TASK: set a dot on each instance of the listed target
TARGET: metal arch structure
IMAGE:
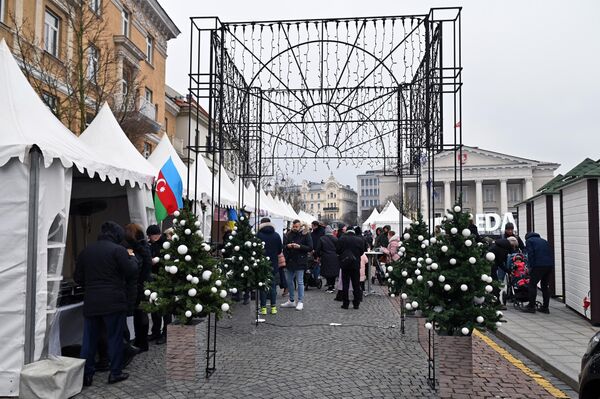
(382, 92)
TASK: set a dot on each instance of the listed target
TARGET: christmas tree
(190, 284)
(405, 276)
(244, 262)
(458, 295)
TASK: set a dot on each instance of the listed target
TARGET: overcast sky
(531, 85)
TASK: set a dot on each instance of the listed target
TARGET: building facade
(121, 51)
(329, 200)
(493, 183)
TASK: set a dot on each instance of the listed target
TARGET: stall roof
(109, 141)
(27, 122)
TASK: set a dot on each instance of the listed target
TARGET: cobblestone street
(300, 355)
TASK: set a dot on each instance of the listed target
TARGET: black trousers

··········

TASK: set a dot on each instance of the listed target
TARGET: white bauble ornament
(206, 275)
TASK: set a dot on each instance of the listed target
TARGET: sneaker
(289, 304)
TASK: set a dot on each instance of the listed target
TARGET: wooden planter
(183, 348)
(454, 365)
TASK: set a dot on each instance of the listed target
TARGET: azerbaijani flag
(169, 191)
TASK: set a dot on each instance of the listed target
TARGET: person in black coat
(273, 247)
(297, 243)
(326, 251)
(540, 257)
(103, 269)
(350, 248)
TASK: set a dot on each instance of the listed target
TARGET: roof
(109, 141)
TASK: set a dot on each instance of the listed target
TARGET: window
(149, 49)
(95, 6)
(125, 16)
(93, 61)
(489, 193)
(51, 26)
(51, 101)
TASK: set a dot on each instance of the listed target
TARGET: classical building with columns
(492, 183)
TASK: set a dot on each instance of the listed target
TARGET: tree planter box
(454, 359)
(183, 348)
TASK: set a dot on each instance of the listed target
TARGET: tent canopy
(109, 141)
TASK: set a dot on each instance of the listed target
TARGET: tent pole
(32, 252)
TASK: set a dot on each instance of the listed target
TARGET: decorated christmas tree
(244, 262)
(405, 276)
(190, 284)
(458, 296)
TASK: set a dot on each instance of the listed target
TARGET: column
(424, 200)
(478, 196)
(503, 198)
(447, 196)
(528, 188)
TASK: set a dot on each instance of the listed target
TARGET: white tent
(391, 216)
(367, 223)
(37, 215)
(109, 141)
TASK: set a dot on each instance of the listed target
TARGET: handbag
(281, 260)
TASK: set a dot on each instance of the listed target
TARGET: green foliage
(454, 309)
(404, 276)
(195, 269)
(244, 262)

··········

■ **Task instructions**:
Among the records above, repeat exactly the line with "TARGET: building facade", the line with "TARGET: black trousers", and every line in between, and only those.

■ **Task solution**:
TARGET: building facade
(121, 51)
(329, 200)
(493, 183)
TASK: set a dot on each instance of the listed target
TARGET: stall roof
(109, 141)
(27, 122)
TASK: set a dot on each instance of the listed target
TARGET: cobblestone street
(300, 355)
TASK: set a dot on each instance of the listed target
TARGET: black trousers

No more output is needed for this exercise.